Document extract
Thursday, January 19, 2012

2nd Annual Wine and Word Tasting




2nd Annual Wine and Word Tasting at Winter's Hill Vineyard. Saturday, Feb. 11. Sample tasty morsels of poetry and prose expertly paired with fine Oregon wines. Short readings by local writers Barbara Drake, Karen McPherson, Kelly Terwilliger, Adrienne Mitchell and Amalia Gladhart served up in literary "flights" at 12:30,1:30, 2:30, and 3:30. Taste Winter's Hill wines accompanied by local cheese from Beroldingen Cheese and Full Circle Creamery. Winery open 11-5. Tasting fee, $15.  6451 Hilltop Lane, Dayton OR 97114  www.wintershilllwine.com


I'll be reading from Beyond the Islands and my novel-in-progress; our delicious blend includes translators, poets, novelists, and essayists. Please plan to join us, and spread the word to friends who might be in the area.
 

Wednesday, January 18, 2012

More remote, named places

Punta Delgada, Península Valdés

I've been back in Oregon for a month and a half now, more or less (the precise day count seems unimportant) and, as usually happens with completed travel, the time away and the places visited--and, sadly, the people--seem increasingly remote, a little unreal, my own personal fairytale, once upon a time I went. . .  where was that?  Was that me? 

I borrowed the phrase "remote, named places" years ago from a book by Sheldon Annis, God and Production in a Guatemalan Town (U. of Texas Press); I used it as the title for a poem, thinking about particular journeys and specific distances. I still like the idea, the combination of the remote--unreachable, far, distant, isolated--that nonetheless is named; named and thus claimed, appropriated, understood, collected, mislabeled, domesticated, pulled close: any or all of the above. Yes, the phrase is taken out of context. For poem-titling, that seems fair. More than that, no writer can anticipate what combination of four or twenty words will resonate for a given reader, or how long the echo will last.

We packed a lot of traveling into the last few weeks in Argentina. It's a huge country (there's that remote idea again) but the buses are comfortable and the timetables are set to make the most of nighttime travel on a trip of 12 or 20 hours. I came home with a fistful of plans for catch-up writing: the trip to Iguazú Falls, a destination I wrote about early in the life of this blog (Iguazú Words) as a still-imaginary place that I had never visited. It's not imaginary anymore. Peninsula Valdés (think wide-open spaces, whales, seals, aquamarine against straw against wind). Capilla del Monte, now that my in-house tech genius has rescued my picture files. Buenos Aires with sweaty, tired kids who perked up enough to appreciate the fossils in the marble banisters at the Teatro Colón.

I'll get to them, or most of them (I hope). But tonight, listening to it rain, I'm caught in the both/and, either/or of remote naming, of immediate nostalgia, of travel reimagined after the fact, at one or two or three removes.


Here's the poem, with thanks to the editors of Southern Poetry Review, where it first appeared.

Information shown
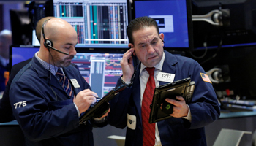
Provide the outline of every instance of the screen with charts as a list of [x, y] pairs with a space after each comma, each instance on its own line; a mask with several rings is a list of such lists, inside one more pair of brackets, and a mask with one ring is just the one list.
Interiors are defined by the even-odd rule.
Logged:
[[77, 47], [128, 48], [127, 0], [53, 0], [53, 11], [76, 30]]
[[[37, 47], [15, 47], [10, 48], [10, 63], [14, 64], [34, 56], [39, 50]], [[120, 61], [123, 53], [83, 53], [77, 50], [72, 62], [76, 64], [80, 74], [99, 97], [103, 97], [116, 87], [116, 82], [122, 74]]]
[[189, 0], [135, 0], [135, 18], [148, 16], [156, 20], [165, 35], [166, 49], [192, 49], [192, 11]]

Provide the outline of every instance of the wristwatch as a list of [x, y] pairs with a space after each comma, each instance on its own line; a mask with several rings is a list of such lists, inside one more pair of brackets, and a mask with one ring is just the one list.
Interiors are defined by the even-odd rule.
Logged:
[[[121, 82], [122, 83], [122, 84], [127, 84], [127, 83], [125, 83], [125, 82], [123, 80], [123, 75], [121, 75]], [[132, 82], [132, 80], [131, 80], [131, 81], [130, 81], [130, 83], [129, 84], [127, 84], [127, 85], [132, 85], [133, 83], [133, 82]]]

--

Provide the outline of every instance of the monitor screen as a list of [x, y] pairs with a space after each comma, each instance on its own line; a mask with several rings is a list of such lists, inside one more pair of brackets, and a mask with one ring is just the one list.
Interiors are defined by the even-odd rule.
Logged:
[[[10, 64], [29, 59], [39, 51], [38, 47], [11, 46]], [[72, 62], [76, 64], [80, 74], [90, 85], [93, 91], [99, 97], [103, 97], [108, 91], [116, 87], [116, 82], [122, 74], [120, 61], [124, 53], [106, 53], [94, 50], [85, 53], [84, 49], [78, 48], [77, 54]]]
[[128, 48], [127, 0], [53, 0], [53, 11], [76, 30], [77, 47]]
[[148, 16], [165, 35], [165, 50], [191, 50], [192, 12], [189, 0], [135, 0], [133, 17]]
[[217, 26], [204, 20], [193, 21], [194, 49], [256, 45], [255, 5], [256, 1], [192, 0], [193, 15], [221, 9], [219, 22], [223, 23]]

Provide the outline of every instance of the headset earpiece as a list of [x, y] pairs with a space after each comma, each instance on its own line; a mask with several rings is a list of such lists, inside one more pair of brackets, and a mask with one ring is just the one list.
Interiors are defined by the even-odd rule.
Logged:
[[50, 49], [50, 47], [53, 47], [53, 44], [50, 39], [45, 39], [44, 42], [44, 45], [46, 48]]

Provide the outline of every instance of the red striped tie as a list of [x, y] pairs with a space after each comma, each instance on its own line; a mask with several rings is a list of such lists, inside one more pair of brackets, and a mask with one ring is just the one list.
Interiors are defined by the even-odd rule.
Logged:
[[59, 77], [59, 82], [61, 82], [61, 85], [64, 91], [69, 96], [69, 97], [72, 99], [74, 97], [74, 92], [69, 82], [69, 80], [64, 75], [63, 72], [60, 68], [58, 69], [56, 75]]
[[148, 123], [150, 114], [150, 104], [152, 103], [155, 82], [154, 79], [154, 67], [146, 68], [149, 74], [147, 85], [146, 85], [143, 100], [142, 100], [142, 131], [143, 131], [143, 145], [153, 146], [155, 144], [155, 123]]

---

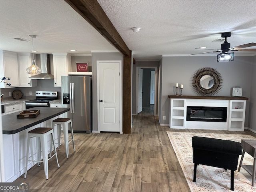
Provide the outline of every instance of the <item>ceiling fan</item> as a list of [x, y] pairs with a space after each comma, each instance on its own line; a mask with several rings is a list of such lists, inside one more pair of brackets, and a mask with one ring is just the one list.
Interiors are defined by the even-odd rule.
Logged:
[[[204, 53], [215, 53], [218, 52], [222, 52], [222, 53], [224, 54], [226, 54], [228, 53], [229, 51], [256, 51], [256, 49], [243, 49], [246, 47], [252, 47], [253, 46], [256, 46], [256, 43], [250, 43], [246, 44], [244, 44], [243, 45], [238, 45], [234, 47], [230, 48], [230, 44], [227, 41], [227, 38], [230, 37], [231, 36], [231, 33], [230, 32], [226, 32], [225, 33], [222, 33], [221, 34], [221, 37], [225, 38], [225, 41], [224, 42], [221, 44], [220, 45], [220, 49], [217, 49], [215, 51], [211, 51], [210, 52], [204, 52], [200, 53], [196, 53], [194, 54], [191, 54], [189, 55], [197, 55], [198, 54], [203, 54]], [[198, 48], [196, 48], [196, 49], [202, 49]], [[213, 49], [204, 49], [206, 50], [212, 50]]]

Work required
Set down, word for word, the part of the blog entries that opens with the words containing "Punta Delgada, Península" and closes with "Was that me?". Work only from the blog entries, not the listing.

Output of the task
Punta Delgada, Península Valdés

I've been back in Oregon for a month and a half now, more or less (the precise day count seems unimportant) and, as usually happens with completed travel, the time away and the places visited--and, sadly, the people--seem increasingly remote, a little unreal, my own personal fairytale, once upon a time I went. . .  where was that?  Was that me?